II – Neste caso, a acção directa não depende da retenção facultativa que o dono da obra faça das quantias por si em dívida para com o empreiteiro .

III – Como facto extintivo (artº 342º, nº2, do C.Civ.) , ao dono da obra incumbe demonstrar que nada deve ao empreiteiro ou que este já pagou (excepção de liberação) .

IV – É solidária a responsabilidade do dono da obra e a do empreiteiro perante o subempreiteiro, ainda que se trate de uma solidariedade imperfeita .

Decisão Texto Integral: Acordam no Tribunal da Relação de Coimbra
I - RELATÓRIO

1.1. - A Autora – A... - instaurou na Comarca de Coimbra acção declarativa, com forma de processo ordinário, contra os Réus - B... e MUNICÍPIO DE AVEIRO.
Alegou, em resumo:
No exercício da sua actividade, realizou para a 1ª Ré, em regime de subempreitada, os trabalhos de reforço das fundações em “ jet grouting “ no âmbito da empreitada de obra pública de reabilitação e recuperação do edifício da Capitania do Porto de Aveiro, cujo dono da obra é a Câmara Municipal de Aveiro.
Acordaram que as facturas eram pagas dois dias após a Rré ter recebido do dono da obra, ou, independentemente, no prazo máximo de noventa dias.
A Ré não pagou as facturas discriminadas nos artigos 4º, 5º e 6º da petição inicial ( estas referentes aos encargos bancários relativos aos aceites da Ré ).

* [O PROBLEMA]:
Dê seguimento ao acórdão sobre a subempreitada, acima, a partir da última frase apresentada.

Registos
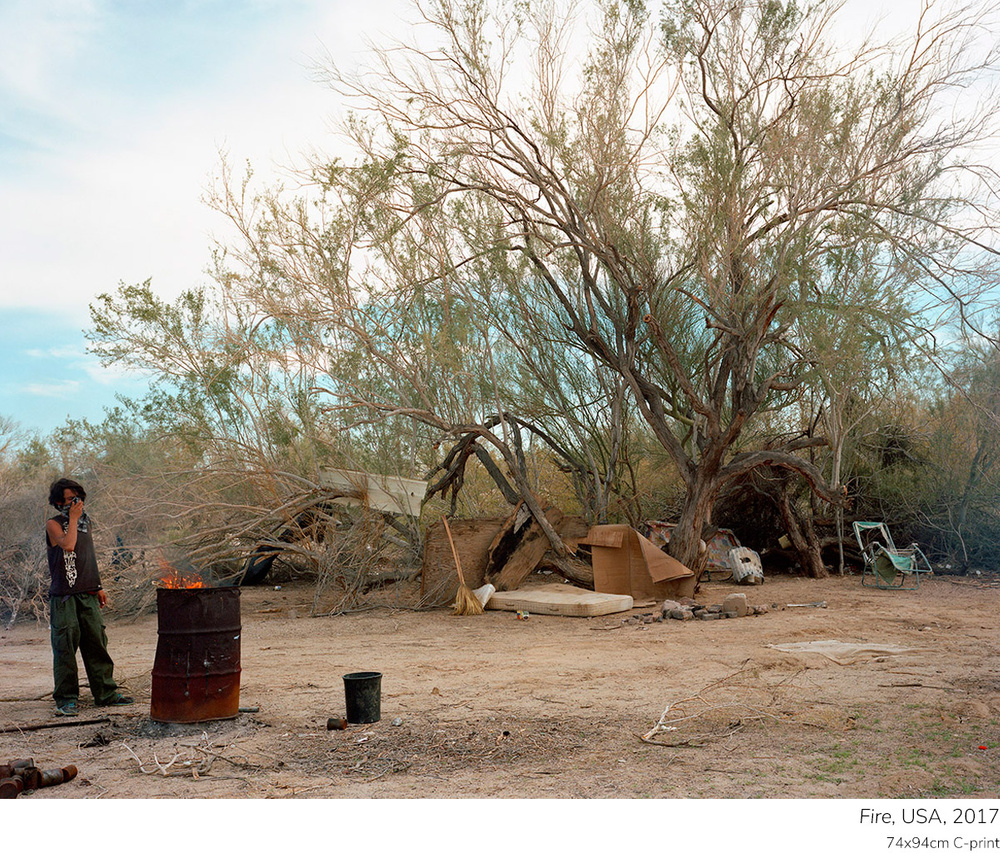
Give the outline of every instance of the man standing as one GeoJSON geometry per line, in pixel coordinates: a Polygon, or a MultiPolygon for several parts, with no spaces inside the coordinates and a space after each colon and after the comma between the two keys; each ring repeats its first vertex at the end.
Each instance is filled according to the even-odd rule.
{"type": "Polygon", "coordinates": [[[80,683],[76,652],[90,681],[97,705],[130,705],[113,677],[114,662],[108,654],[101,608],[108,602],[101,587],[91,523],[84,511],[87,492],[72,479],[58,479],[49,488],[49,503],[59,511],[45,525],[49,554],[49,617],[52,626],[52,672],[56,714],[78,713],[80,683]]]}

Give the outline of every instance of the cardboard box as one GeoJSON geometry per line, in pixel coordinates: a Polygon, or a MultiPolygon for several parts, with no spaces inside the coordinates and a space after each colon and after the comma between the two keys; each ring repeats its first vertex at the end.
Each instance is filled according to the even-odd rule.
{"type": "Polygon", "coordinates": [[[635,601],[694,595],[694,572],[627,524],[591,527],[582,543],[593,551],[595,592],[631,595],[635,601]]]}

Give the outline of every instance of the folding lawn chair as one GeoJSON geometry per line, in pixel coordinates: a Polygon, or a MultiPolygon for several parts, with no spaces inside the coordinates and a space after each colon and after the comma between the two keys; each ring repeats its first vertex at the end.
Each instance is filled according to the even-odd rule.
{"type": "Polygon", "coordinates": [[[909,547],[897,548],[885,524],[855,521],[854,536],[865,561],[861,572],[863,586],[916,589],[920,586],[921,574],[933,574],[931,564],[916,542],[909,547]]]}

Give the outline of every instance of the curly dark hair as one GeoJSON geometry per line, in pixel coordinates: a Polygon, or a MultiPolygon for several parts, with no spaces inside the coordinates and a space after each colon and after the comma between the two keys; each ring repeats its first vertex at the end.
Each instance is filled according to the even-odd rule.
{"type": "Polygon", "coordinates": [[[63,491],[67,488],[76,491],[81,500],[87,499],[87,492],[83,490],[83,486],[72,479],[57,479],[49,486],[49,504],[55,506],[57,509],[63,505],[63,491]]]}

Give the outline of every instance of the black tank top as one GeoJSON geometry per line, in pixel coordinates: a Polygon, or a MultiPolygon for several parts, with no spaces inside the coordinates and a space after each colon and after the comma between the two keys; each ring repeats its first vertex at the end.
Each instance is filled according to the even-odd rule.
{"type": "MultiPolygon", "coordinates": [[[[56,515],[50,520],[62,527],[69,526],[66,515],[56,515]]],[[[101,576],[97,570],[97,555],[94,539],[90,533],[91,522],[84,512],[76,522],[76,550],[64,550],[49,542],[45,534],[45,544],[49,555],[49,595],[77,595],[81,592],[97,592],[101,588],[101,576]]]]}

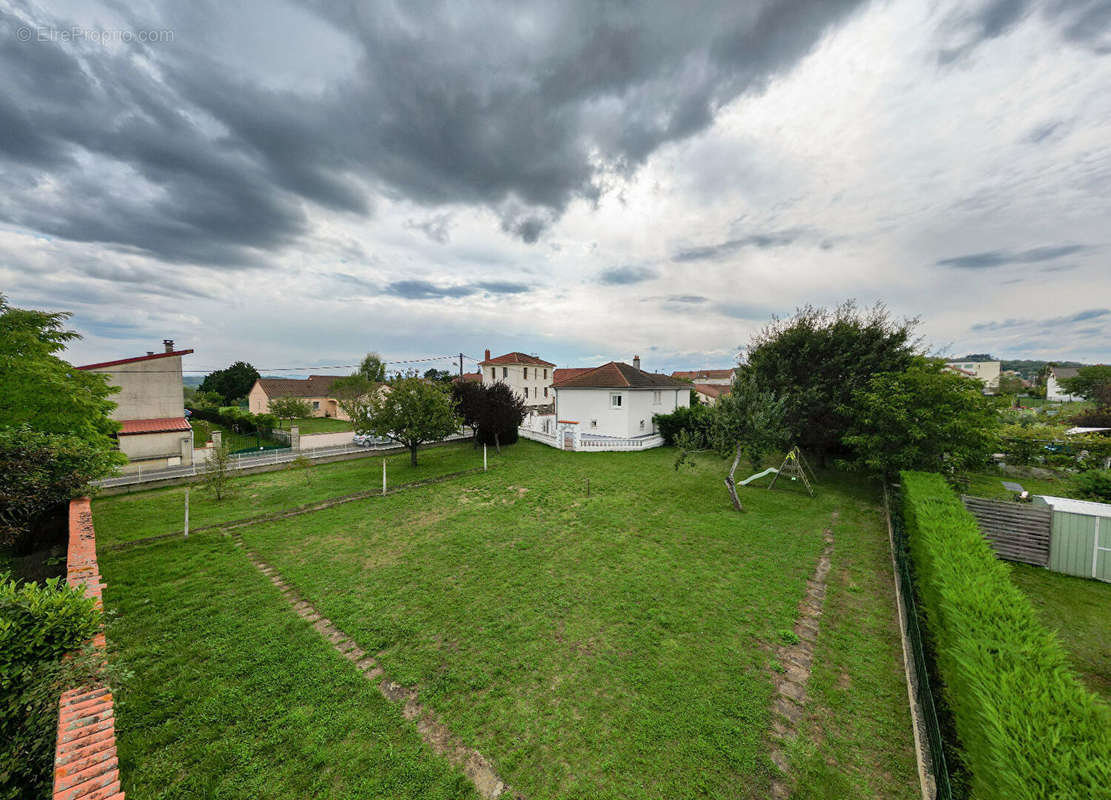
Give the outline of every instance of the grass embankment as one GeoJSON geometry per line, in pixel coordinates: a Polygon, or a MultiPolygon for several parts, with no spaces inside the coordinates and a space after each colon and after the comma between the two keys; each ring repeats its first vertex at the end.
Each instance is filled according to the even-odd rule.
{"type": "MultiPolygon", "coordinates": [[[[500,463],[493,452],[489,459],[491,468],[500,463]]],[[[482,453],[476,451],[470,442],[444,444],[422,450],[417,467],[409,466],[408,453],[388,457],[387,479],[390,487],[397,487],[481,466],[482,453]]],[[[190,487],[190,528],[281,511],[354,492],[380,490],[382,459],[368,457],[306,469],[291,467],[260,472],[236,478],[231,487],[231,496],[219,501],[202,487],[190,487]]],[[[183,486],[99,498],[92,507],[97,543],[103,547],[180,531],[184,522],[184,503],[183,486]]],[[[373,506],[363,503],[359,508],[361,513],[373,514],[373,506]]]]}
{"type": "MultiPolygon", "coordinates": [[[[419,469],[449,472],[474,458],[467,446],[433,450],[422,453],[419,469]]],[[[914,797],[890,561],[874,492],[822,474],[815,499],[792,489],[742,488],[749,510],[737,514],[721,487],[725,464],[703,458],[694,470],[675,472],[673,458],[669,450],[564,453],[521,442],[486,474],[241,533],[360,647],[380,652],[387,674],[418,687],[421,702],[527,797],[762,798],[774,769],[767,753],[774,644],[797,617],[822,531],[838,510],[829,607],[794,762],[804,791],[818,780],[858,798],[914,797]]],[[[364,471],[363,462],[336,464],[334,480],[318,477],[303,489],[303,479],[284,473],[241,479],[234,501],[241,507],[216,504],[208,519],[373,486],[381,463],[368,462],[364,471]],[[267,479],[280,486],[267,489],[267,479]],[[336,491],[341,481],[343,490],[336,491]]],[[[107,541],[162,532],[177,524],[176,492],[100,500],[98,531],[107,541]]],[[[203,708],[208,718],[227,703],[233,718],[237,701],[228,696],[259,684],[276,719],[314,708],[240,663],[244,654],[233,642],[244,627],[259,637],[271,627],[283,637],[314,633],[289,610],[284,621],[269,611],[254,620],[253,607],[242,604],[269,596],[270,587],[247,581],[242,554],[222,541],[198,537],[106,553],[109,581],[117,579],[109,604],[121,612],[110,638],[117,637],[117,658],[137,673],[123,692],[136,704],[121,709],[121,730],[128,737],[132,722],[172,730],[172,737],[127,742],[126,770],[153,770],[171,787],[219,783],[228,764],[207,766],[192,753],[240,747],[234,730],[173,723],[181,706],[203,708]],[[189,573],[177,562],[192,552],[211,562],[211,571],[188,579],[196,592],[179,594],[173,587],[189,573]],[[182,597],[190,599],[189,613],[174,611],[174,622],[164,626],[152,621],[182,597]],[[129,619],[137,614],[146,621],[129,619]],[[191,620],[200,631],[189,630],[191,620]],[[162,636],[181,638],[162,642],[162,636]],[[163,686],[173,674],[163,658],[209,638],[229,642],[227,650],[202,649],[200,669],[218,676],[213,687],[207,678],[163,686]]],[[[323,684],[353,672],[338,656],[313,669],[323,684]]],[[[348,706],[360,712],[364,702],[352,693],[348,706]]],[[[327,741],[328,731],[308,719],[297,736],[272,742],[276,760],[303,759],[302,738],[327,741]]],[[[356,760],[363,736],[344,734],[351,756],[336,762],[334,780],[364,768],[356,760]]],[[[436,760],[431,751],[427,758],[436,760]]],[[[299,768],[286,767],[298,788],[299,768]]],[[[287,791],[283,776],[277,774],[276,794],[287,791]]]]}

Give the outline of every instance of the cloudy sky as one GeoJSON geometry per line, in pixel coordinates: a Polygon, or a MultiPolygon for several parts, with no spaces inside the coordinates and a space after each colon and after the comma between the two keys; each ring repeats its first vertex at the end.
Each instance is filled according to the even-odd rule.
{"type": "Polygon", "coordinates": [[[728,366],[847,298],[1111,358],[1111,0],[630,6],[0,0],[0,291],[76,362],[728,366]]]}

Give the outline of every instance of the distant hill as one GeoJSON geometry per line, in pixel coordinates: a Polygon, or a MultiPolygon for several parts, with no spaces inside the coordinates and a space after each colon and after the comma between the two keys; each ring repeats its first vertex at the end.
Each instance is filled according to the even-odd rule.
{"type": "Polygon", "coordinates": [[[1083,367],[1084,364],[1080,361],[1038,361],[1035,359],[1001,359],[995,358],[991,353],[969,353],[968,356],[962,356],[957,359],[948,359],[949,361],[999,361],[999,368],[1004,372],[1007,370],[1014,370],[1020,376],[1027,380],[1037,380],[1038,377],[1045,370],[1045,366],[1053,363],[1058,367],[1083,367]]]}

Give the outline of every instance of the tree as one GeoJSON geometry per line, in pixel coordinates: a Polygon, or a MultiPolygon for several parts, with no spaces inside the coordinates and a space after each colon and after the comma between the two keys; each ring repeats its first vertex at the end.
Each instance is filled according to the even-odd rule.
{"type": "Polygon", "coordinates": [[[851,300],[832,310],[807,306],[760,331],[741,370],[785,399],[792,439],[824,463],[842,447],[853,392],[874,374],[910,366],[917,324],[892,320],[882,304],[867,311],[851,300]]]}
{"type": "Polygon", "coordinates": [[[915,358],[899,372],[872,376],[842,413],[857,463],[890,477],[900,470],[960,472],[983,464],[999,442],[999,412],[979,381],[915,358]]]}
{"type": "Polygon", "coordinates": [[[231,450],[227,444],[209,450],[204,462],[203,486],[219,502],[230,493],[231,489],[231,450]]]}
{"type": "Polygon", "coordinates": [[[126,460],[73,433],[0,428],[0,543],[24,549],[42,518],[126,460]]]}
{"type": "Polygon", "coordinates": [[[312,407],[308,400],[302,400],[301,398],[274,398],[270,401],[270,413],[280,420],[289,420],[290,424],[292,424],[296,419],[311,417],[312,407]]]}
{"type": "Polygon", "coordinates": [[[359,364],[358,374],[361,374],[371,383],[384,383],[386,362],[382,361],[382,357],[378,353],[369,352],[363,357],[362,363],[359,364]]]}
{"type": "Polygon", "coordinates": [[[1074,378],[1061,381],[1070,394],[1079,394],[1099,406],[1111,406],[1111,366],[1081,367],[1074,378]]]}
{"type": "Polygon", "coordinates": [[[259,371],[246,361],[237,361],[228,369],[217,370],[204,376],[201,391],[214,392],[223,398],[228,406],[247,397],[259,379],[259,371]]]}
{"type": "Polygon", "coordinates": [[[352,410],[357,431],[401,442],[409,448],[413,467],[421,444],[439,441],[459,429],[448,392],[419,378],[404,378],[388,392],[371,392],[363,402],[352,404],[352,410]]]}
{"type": "Polygon", "coordinates": [[[524,401],[506,383],[480,387],[478,438],[501,452],[501,443],[517,441],[517,428],[524,421],[524,401]]]}
{"type": "Polygon", "coordinates": [[[108,376],[76,369],[57,356],[81,338],[63,328],[69,317],[18,309],[0,294],[0,428],[29,424],[111,451],[119,424],[109,417],[116,408],[110,396],[119,390],[108,376]]]}

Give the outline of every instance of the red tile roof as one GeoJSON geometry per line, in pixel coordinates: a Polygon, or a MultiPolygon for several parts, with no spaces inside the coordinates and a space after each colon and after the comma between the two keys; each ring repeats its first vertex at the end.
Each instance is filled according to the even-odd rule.
{"type": "Polygon", "coordinates": [[[86,364],[84,367],[78,367],[78,369],[102,369],[104,367],[118,367],[122,363],[134,363],[136,361],[152,361],[157,358],[172,358],[174,356],[188,356],[192,350],[174,350],[168,353],[152,353],[150,356],[136,356],[131,359],[120,359],[119,361],[101,361],[100,363],[86,364]]]}
{"type": "Polygon", "coordinates": [[[132,436],[134,433],[167,433],[170,431],[192,430],[189,420],[184,417],[160,417],[149,420],[121,420],[119,436],[132,436]]]}
{"type": "Polygon", "coordinates": [[[645,372],[621,361],[594,367],[553,383],[557,389],[655,389],[687,386],[658,372],[645,372]]]}
{"type": "Polygon", "coordinates": [[[705,394],[707,397],[719,398],[722,394],[728,394],[732,387],[722,386],[721,383],[695,383],[694,391],[705,394]]]}
{"type": "Polygon", "coordinates": [[[501,367],[502,364],[514,364],[514,363],[523,363],[523,364],[537,366],[537,367],[554,367],[556,366],[551,361],[544,361],[543,359],[539,359],[536,356],[529,356],[528,353],[520,353],[520,352],[516,352],[516,351],[511,352],[511,353],[506,353],[504,356],[498,356],[498,357],[492,358],[492,359],[487,359],[486,361],[480,361],[479,366],[480,367],[501,367]]]}
{"type": "Polygon", "coordinates": [[[694,370],[687,372],[672,372],[671,377],[680,378],[682,380],[694,381],[697,383],[699,380],[709,380],[712,378],[732,378],[733,370],[724,369],[724,370],[694,370]]]}

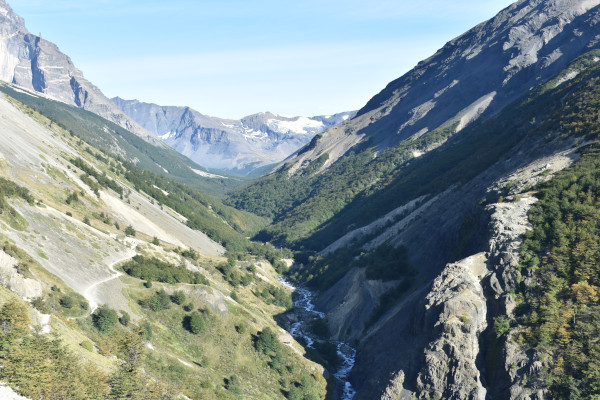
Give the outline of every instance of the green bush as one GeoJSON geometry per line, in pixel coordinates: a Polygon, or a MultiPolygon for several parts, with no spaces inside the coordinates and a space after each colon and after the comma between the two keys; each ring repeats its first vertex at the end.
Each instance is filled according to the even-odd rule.
{"type": "Polygon", "coordinates": [[[171,307],[171,297],[164,289],[161,289],[151,297],[140,301],[140,305],[154,312],[168,310],[171,307]]]}
{"type": "Polygon", "coordinates": [[[109,333],[118,321],[117,312],[107,306],[100,306],[92,314],[92,322],[101,334],[109,333]]]}
{"type": "Polygon", "coordinates": [[[70,309],[73,308],[73,299],[69,296],[63,296],[60,299],[60,305],[64,308],[70,309]]]}
{"type": "Polygon", "coordinates": [[[84,340],[81,342],[81,347],[92,353],[94,351],[94,344],[89,340],[84,340]]]}
{"type": "Polygon", "coordinates": [[[121,325],[127,326],[129,325],[129,321],[131,321],[131,317],[129,316],[127,311],[121,310],[121,317],[119,318],[119,322],[121,323],[121,325]]]}
{"type": "Polygon", "coordinates": [[[153,257],[137,255],[123,264],[122,268],[126,274],[146,281],[209,284],[204,275],[188,270],[185,265],[174,265],[153,257]]]}
{"type": "Polygon", "coordinates": [[[266,327],[258,333],[254,347],[260,353],[272,355],[281,350],[281,343],[275,332],[271,328],[266,327]]]}
{"type": "Polygon", "coordinates": [[[178,306],[183,305],[183,303],[185,303],[185,293],[181,290],[176,291],[171,295],[171,301],[178,306]]]}
{"type": "Polygon", "coordinates": [[[205,314],[205,312],[199,313],[194,311],[191,315],[184,318],[184,327],[194,335],[203,333],[208,325],[207,316],[205,314]]]}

* [RESULTADO]:
A Câmara Municipal de Aveiro é responsável nos termos do artigo 267º do Decreto-lei 59/99, de 2 de Março, pois em 11/8/03 reclamou que lhe pagasse directamente as quantias devidas pela Ré( empreiteira ) e que exercesse o direito de retenção.
Pediu a condenação solidária dos Réus no pagamento da quantia de 81.022,77 euros, acrescida de juros vencidos, no valor de 13.4750 euros, e vincendos, à taxa anual de 12%.

1.2. - Contestou a 1ª Ré, defendendo-se, em síntese:
Muito embora aceite a realização dos trabalhos referidos nas facturas n.ºs 175, 264 e 367, foi acordado com a Autora que a cada factura eram deduzidos 10% para garantia de cumprimento do contrato, deduções que poderiam ser substituídas pela prestação de garantia bancária, garantia que a Autora não prestou, tendo ambas acordado ainda que esta prescindia dos juros, rejeitando suportar os encargos bancários.
A acção deve ser julgada parcialmente procedente e a Ré absolvida do pedido na parte em que excede o valor de 51.957,48 euros, referente às facturas nº175, 264 e 367.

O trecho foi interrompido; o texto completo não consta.